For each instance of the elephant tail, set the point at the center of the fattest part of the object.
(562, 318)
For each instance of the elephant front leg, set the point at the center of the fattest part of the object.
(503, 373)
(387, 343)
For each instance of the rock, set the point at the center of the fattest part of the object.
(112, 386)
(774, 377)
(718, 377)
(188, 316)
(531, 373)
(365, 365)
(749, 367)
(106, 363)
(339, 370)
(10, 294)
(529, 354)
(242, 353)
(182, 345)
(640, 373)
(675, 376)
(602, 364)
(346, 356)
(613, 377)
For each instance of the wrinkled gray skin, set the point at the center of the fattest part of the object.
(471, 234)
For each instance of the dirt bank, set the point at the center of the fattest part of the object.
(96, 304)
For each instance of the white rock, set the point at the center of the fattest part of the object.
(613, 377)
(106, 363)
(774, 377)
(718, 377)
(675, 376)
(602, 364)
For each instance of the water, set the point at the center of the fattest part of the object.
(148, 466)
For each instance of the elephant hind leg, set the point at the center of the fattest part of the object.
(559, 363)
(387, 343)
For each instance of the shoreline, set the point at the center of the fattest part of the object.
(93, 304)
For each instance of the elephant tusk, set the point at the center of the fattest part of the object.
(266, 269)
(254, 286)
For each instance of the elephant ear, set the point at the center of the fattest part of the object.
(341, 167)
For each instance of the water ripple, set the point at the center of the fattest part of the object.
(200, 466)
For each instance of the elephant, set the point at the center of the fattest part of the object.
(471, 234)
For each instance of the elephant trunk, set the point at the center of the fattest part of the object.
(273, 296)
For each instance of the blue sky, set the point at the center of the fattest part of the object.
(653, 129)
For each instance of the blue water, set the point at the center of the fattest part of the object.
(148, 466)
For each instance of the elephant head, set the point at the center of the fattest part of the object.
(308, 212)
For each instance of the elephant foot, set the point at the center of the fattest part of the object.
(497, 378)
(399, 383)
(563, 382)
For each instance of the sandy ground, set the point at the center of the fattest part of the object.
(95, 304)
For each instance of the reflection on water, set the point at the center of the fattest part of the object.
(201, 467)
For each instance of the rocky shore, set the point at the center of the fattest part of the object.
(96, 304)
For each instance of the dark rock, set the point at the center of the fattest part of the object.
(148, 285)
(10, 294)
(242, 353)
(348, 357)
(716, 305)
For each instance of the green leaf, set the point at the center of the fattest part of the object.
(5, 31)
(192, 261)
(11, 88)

* **Prompt**: Rewrite every line of the records above as a Markdown table with two columns, "Row" for the row number and "Line" for the line itself. Leave out blank lines.

* **Task solution**:
| Row | Line |
|---|---|
| 1 | For each instance of the elephant tail, set the point at the center of the fattest part of the object. |
| 2 | (562, 318) |
| 3 | For each instance of the elephant front leg, set the point at the center of the fattest part of the object. |
| 4 | (503, 373) |
| 5 | (387, 343) |
| 6 | For each instance of the rock, set the point at the center of the fattest part of the object. |
| 7 | (112, 386) |
| 8 | (774, 377) |
| 9 | (718, 377) |
| 10 | (188, 316) |
| 11 | (531, 373) |
| 12 | (365, 365) |
| 13 | (749, 367) |
| 14 | (106, 363) |
| 15 | (339, 370) |
| 16 | (10, 294) |
| 17 | (529, 354) |
| 18 | (242, 353) |
| 19 | (182, 345) |
| 20 | (640, 373) |
| 21 | (675, 376) |
| 22 | (602, 364) |
| 23 | (346, 356) |
| 24 | (613, 377) |
| 25 | For each instance of the wrinkled gray skin, set the point at the center of the fattest part of the object. |
| 26 | (471, 234) |
| 27 | For each instance of the dirt bank, set the point at the center of the fattest part of the object. |
| 28 | (96, 304) |
| 29 | For each instance of the white rock, set the point at the center of the fattest part of the object. |
| 30 | (613, 377) |
| 31 | (106, 363) |
| 32 | (774, 377) |
| 33 | (718, 377) |
| 34 | (675, 376) |
| 35 | (602, 364) |
| 36 | For each instance of the water, set the point at the center of the fattest part of the object. |
| 37 | (148, 466) |
| 38 | For each instance of the elephant hind leg, set the point at the center of the fattest part of the object. |
| 39 | (559, 363) |
| 40 | (387, 343) |
| 41 | For each instance of the shoreline, set the point at the center of the fattest part of the object. |
| 42 | (93, 304) |
| 43 | For each instance of the elephant tusk, set the point at the center of the fattest part of the object. |
| 44 | (266, 269) |
| 45 | (254, 286) |
| 46 | For each instance of the elephant ear, set the point at the center of the fattest part of the object. |
| 47 | (341, 167) |
| 48 | For each instance of the water ripple, set the point at the center of the fattest part of the object. |
| 49 | (200, 466) |
| 50 | For each instance of the elephant, set the point at the center of the fattest part of the object. |
| 51 | (471, 234) |
| 52 | For each instance of the elephant trunk, set the point at the center of the fattest part of the object. |
| 53 | (273, 296) |
| 54 | For each instance of the blue sky, set the point at the center of the fattest part of the object. |
| 55 | (653, 129) |
| 56 | For each instance of the blue water, set the point at the center of the fattest part of the object. |
| 57 | (148, 466) |
| 58 | For each instance of the elephant head, set the point at the center of the fattest part of the object. |
| 59 | (308, 212) |
| 60 | For each instance of the elephant foot, set the point at the center of the fattest part of the object. |
| 61 | (497, 378) |
| 62 | (399, 383) |
| 63 | (563, 382) |
| 64 | For each instance of the sandy ground, set the point at the center of the fattest part of the object. |
| 65 | (95, 304) |
| 66 | For each instance of the reflection on water, set the point at the center of the fattest part of the object. |
| 67 | (201, 467) |
| 68 | For each instance of the rocky shore, set the point at the center of the fattest part of the object. |
| 69 | (96, 304) |
| 70 | For each instance of the dark rock, set the point at the center of the fattest part of the object. |
| 71 | (148, 285) |
| 72 | (10, 294) |
| 73 | (242, 353) |
| 74 | (348, 357) |
| 75 | (716, 305) |
| 76 | For each instance of the green leaf, set the point at the center of the fattest part of the object. |
| 77 | (5, 31) |
| 78 | (192, 261) |
| 79 | (11, 88) |